* [Short exercise]: Set down, in full, every record in the block.
-- start --
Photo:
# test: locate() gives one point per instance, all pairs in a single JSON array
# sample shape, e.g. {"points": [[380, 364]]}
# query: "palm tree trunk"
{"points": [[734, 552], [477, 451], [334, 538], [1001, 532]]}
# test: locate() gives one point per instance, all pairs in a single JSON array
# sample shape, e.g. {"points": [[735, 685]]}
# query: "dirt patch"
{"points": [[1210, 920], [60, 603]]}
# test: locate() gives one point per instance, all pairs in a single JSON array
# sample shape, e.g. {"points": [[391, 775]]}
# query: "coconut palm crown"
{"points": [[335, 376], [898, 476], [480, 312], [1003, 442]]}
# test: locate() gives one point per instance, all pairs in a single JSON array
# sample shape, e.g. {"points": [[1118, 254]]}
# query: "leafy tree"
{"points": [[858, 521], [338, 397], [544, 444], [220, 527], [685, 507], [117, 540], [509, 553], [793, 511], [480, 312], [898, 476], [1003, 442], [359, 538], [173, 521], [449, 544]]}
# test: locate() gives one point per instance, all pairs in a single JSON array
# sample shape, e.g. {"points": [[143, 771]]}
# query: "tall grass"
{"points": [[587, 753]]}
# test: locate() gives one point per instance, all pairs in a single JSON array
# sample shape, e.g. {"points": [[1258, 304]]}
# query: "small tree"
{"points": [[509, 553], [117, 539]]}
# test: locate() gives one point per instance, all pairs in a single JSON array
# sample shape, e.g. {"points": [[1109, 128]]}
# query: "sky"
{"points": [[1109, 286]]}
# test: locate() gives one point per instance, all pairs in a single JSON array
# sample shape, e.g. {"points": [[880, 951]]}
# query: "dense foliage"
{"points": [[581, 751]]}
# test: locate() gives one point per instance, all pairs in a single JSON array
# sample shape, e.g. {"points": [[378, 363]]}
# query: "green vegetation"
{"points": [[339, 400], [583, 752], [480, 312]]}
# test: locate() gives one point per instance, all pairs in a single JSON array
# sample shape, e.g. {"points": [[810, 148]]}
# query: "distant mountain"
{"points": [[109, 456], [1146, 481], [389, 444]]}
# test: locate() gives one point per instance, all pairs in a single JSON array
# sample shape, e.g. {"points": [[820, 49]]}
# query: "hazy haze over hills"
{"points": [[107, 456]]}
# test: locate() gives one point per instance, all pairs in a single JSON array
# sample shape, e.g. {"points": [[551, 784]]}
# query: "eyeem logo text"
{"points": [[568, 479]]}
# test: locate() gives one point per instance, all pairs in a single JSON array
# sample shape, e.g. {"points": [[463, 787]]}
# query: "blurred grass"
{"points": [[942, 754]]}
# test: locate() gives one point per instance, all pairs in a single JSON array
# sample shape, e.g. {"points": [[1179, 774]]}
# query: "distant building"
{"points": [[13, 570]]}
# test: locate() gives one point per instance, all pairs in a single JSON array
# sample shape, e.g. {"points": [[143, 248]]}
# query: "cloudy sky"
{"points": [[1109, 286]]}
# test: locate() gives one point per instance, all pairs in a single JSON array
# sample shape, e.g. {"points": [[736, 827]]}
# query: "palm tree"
-- end --
* [Response to the task]:
Photo:
# test: locate() gives one point per instance, all pairs in a single JSON array
# sample shape, e.g. {"points": [[380, 364]]}
# query: "palm tree trunk"
{"points": [[734, 552], [477, 451], [334, 538], [1001, 532]]}
# test: locate() gives one point per instance, all pairs in a single JSON array
# sample shape, e.g. {"points": [[735, 685]]}
# query: "dirt patch"
{"points": [[1210, 920], [60, 603]]}
# test: locate() gives one point per instance, all pairs in a single JSON array
# sample shape, e.g. {"points": [[391, 775]]}
# query: "coconut palm crown"
{"points": [[335, 376], [898, 476], [480, 312], [1003, 442]]}
# test: locate() gives one point per instance, all pairs in a single JSON array
# sample shape, e.g. {"points": [[1118, 254]]}
# query: "leafy tree"
{"points": [[858, 521], [338, 397], [544, 444], [220, 527], [685, 507], [117, 540], [509, 553], [793, 511], [480, 312], [898, 476], [1003, 442], [359, 538], [173, 521], [449, 544]]}
# test: locate() gives one point per instance, all pairs in a single JSON array
# sample shape, e.g. {"points": [[143, 771]]}
# query: "tall grass"
{"points": [[587, 753]]}
# test: locate() gives one point per instance, all pairs in a single JSON array
# sample shape, e.g. {"points": [[1258, 304]]}
# query: "small tree"
{"points": [[509, 553], [117, 539]]}
# test: locate() gives one point per instance, all pairs in a single JSON array
# sample shape, e.g. {"points": [[1109, 128]]}
# query: "sky"
{"points": [[1109, 286]]}
# test: locate() gives one point per instance, all pairs in a single JSON array
# sample shape, e.g. {"points": [[880, 951]]}
# query: "dense foliage"
{"points": [[581, 751]]}
# test: locate() gives one point per instance, all pairs in a single JSON array
# sample shape, e.g. {"points": [[378, 363]]}
# query: "green vegetation"
{"points": [[339, 400], [583, 752], [480, 312]]}
# test: locate() gives one point per instance, all pairs in a single JSON array
# sample shape, e.g. {"points": [[810, 148]]}
# query: "distant mountain"
{"points": [[109, 456], [1146, 481], [389, 444]]}
# test: locate() gives one point per instance, all pairs in a single JSON array
# sample shape, e.g. {"points": [[820, 49]]}
# query: "hazy haze over hills"
{"points": [[107, 456]]}
# test: locate() gives one point per instance, all pairs in a single JSON array
# sample shape, e.g. {"points": [[551, 784]]}
# query: "eyeem logo text"
{"points": [[568, 479]]}
# test: locate() gives one point per instance, all pairs in a single JSON array
# sample shape, e.g. {"points": [[463, 787]]}
# query: "blurred grass"
{"points": [[942, 754]]}
# test: locate() gives one point per instance, all pairs in a single JSON array
# sample shape, e.g. {"points": [[1179, 774]]}
# query: "distant building"
{"points": [[13, 570]]}
# test: locate() gives one point per instance, all pairs in a single JSON array
# sample shape, e.g. {"points": [[143, 248]]}
# query: "cloudy sky"
{"points": [[1109, 286]]}
# test: locate() gives one point per instance, all pairs in a single JSON array
# sample shape, e.g. {"points": [[736, 827]]}
# query: "palm tree"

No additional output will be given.